> _TASK TO CARRY OUT_: Decide whether each statement agrees with the text on channel selection that follows. Answer yes or no and quote the deciding words: 1. A bit set to 1 means the matching channel is removed. 2. The initial population in this study has 20 particles. 3. The ECoG data were band-pass filtered between 8 and 15 Hz.

Several important steps for BPSO/BQPSO based channel selection are explained below:

1) Coding. Each particle in a population is coded as a binary string, whose length is equal to the total number of channels in a raw data set. When any bit of the binary string is 1, the corresponding channel is retained; otherwise the corresponding channel is removed. Thus, each particle denotes a different subset of channels, which is a candidate solution to the problem of channel selection.

2) Initialization. An initial population with i particles (i = 20 in this study) is randomly generated, and each bit of binary string for every particle is randomly set to 1 or 0.

3) Selection. Channel selection is equivalent to finding a global minimum of the fitness function. At each generation, the particle with the smallest fitness value is found. After each iteration, the positions of all particles are updated, and the current best position of each particle is compared with that of the best particle of the previous generation to find the global optimal position, i.e. the best particle at the current generation. The best particle at the final generation includes the channels selected by BPSO/BQPSO.

3.2 Feature extraction

3.2.1 Data preprocessing

Prior to channel selection, both the EEG and ECoG data sets were preprocessed with respect to time windowing, temporal filtering, and electrode referencing. In the EEG dataset, the raw data in a time window of 1-2 s after the visual cue were segmented from each channel for classification (Shin et al., 2012). The windowed EEG data were band-pass filtered between 8 to 15 Hz to extract µ rhythm signals associated with MI (Shin et al., 2012). In the ECOG dataset, the raw data in a time window of 0.5-2.5 s following the visual cue were segmented from each channel for classification. The data segments used for classifying the two data sets were not optimized, but were determined experimentally and heuristically. Common average reference (CAR) was used to re-reference the windowed data to reduce sensitivity to artifacts (Ludwig et al., 2009). Re-referenced ECoG data were band-pass filtered between 8 and 30 Hz to extract both µ and β rhythm signals associated with MI (Wei et al., 2007).

> _LISTED RECORDS_:

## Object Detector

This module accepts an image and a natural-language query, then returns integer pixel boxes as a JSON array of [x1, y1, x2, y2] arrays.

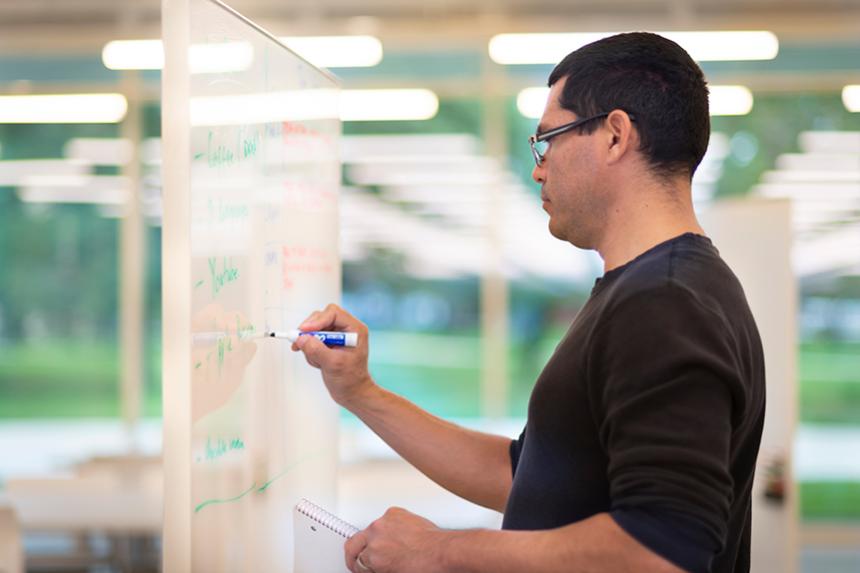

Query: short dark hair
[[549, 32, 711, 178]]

--

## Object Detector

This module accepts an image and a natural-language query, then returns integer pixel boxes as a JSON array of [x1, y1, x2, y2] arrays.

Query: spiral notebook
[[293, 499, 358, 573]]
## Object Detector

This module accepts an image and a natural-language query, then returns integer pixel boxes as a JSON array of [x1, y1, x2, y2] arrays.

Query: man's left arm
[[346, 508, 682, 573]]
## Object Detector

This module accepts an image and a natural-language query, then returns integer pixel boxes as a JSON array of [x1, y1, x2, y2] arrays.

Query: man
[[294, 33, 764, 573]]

* * *

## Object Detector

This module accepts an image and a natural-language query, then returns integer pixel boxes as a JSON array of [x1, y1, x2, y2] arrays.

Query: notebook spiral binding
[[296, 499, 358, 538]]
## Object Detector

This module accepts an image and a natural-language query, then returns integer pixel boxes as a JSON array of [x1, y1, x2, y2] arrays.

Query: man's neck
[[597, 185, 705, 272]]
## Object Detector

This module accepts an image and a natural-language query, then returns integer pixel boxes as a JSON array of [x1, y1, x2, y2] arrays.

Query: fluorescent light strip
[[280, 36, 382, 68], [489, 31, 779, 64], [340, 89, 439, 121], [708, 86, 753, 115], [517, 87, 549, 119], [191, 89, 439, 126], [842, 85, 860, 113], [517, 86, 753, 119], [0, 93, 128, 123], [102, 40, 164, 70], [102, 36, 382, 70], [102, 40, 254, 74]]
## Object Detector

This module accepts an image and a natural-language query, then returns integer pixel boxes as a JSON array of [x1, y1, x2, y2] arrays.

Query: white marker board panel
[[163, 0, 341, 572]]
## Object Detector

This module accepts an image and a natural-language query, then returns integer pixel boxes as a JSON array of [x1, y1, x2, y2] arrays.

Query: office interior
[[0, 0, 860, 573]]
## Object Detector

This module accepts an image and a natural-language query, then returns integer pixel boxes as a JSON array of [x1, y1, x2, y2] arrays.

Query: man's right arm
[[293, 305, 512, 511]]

> _ANSWER SPACE_:
1. No: "When any bit of the binary string is 1, the corresponding channel is retained".
2. Yes: "i = 20 in this study".
3. No: "Re-referenced ECoG data were band-pass filtered between 8 and 30 Hz".